— Start of DOCUMENT —

Extracting from an url

Discussion in 'PHP' started by Luke Jones, Jul 22, 2007.

  1. #1
    Hello,
    If I want to extract football from this url:
    mysite.com/news/football.html
    how do I do it?
    Is there a simple GET command I can use?

    Thanks,

    Luke
     
    Luke Jones, Jul 22, 2007 IP
  2. Chemo

    Chemo Peon

    Messages:
    146
    Likes Received:
    8
    Best Answers:
    0
    Trophy Points:
    0
    #2
    pathinfo(), basename(), or a few others. Learn to use the PHP manual to find the answers.
     
    Chemo, Jul 22, 2007 IP
  3. jestep

    jestep Prominent Member

    Messages:
    3,659
    Likes Received:
    215
    Best Answers:
    19
    Trophy Points:
    330
    #3
    I would probably use a regular expression assuming that the directory is always in the same location in the url. Use a preg_replace expression and you can strip everything except what is between the / and the .html.
     
    jestep, Jul 22, 2007 IP
  4. ds316

    ds316 Peon

    Messages:
    154
    Likes Received:
    11
    Best Answers:
    0
    Trophy Points:
    0
    #4
    preg_replace("|/(\\w+)\\.\\w+$|",$url,$regs);

    $regs[1] would containt "football" assuming $url was "mysite.com/news/football.html"

— End of DOCUMENT —

- [TASK REQUIREMENTS]:
**1.** Can you rewrite the paragraph in the thread that begins "I would probably use a regular expression" as a short list that keeps its main points?
**2.** Who posted in the thread? List every username.
**3.** Print the part of the thread that opens with the words containing "jestep Prominent Member" and closes with "and the .html.".
This data comes from a separate source, unrelated to the thread.

— Start of DATASET EXCERPT —

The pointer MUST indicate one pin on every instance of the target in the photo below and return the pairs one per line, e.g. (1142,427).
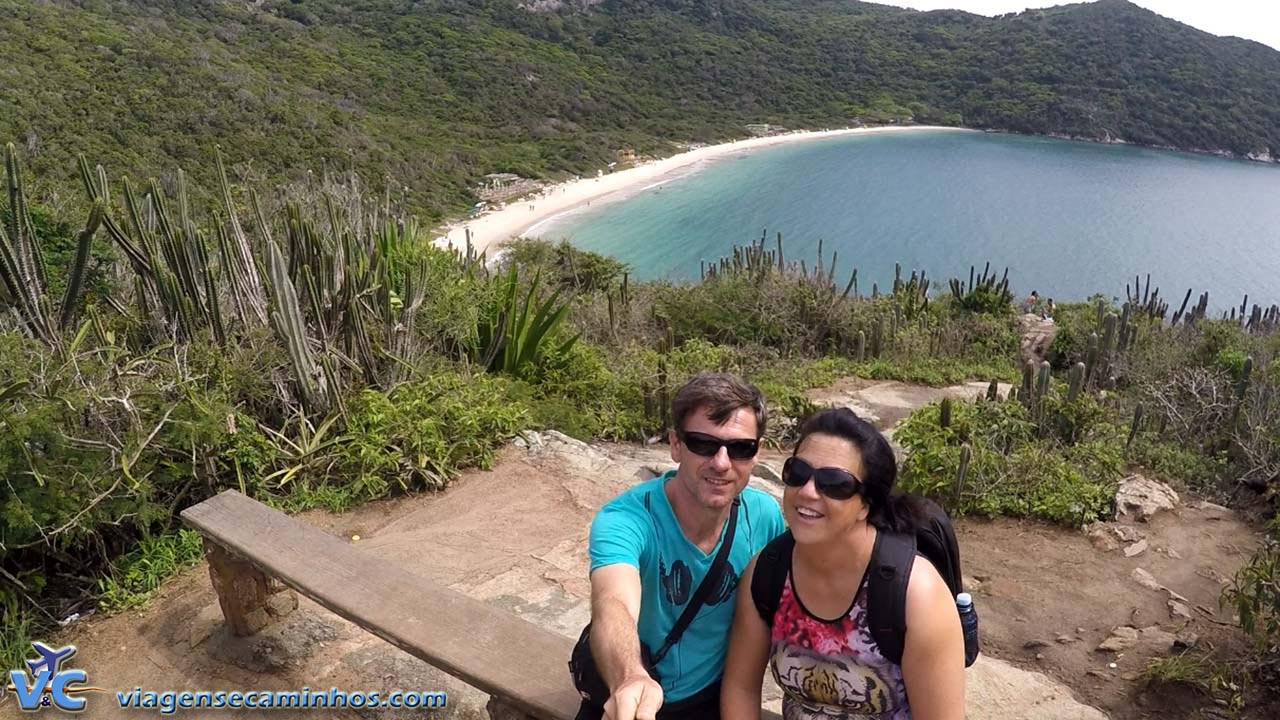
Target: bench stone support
(502,710)
(250,598)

— End of DATASET EXCERPT —

- [RESPONSES FOR EACH TASK]:
**1.**
- Use a regular expression, assuming the directory is always in the same place in the URL.
- Apply a preg_replace expression.
- Strip out everything except what lies between the / and the .html.

**2.**
- Luke Jones
- Chemo
- jestep
- ds316

**3.**
jestep Prominent Member

    Messages:
    3,659
    Likes Received:
    215
    Best Answers:
    19
    Trophy Points:
    330
    #3
    I would probably use a regular expression assuming that the directory is always in the same location in the url. Use a preg_replace expression and you can strip everything except what is between the / and the .html.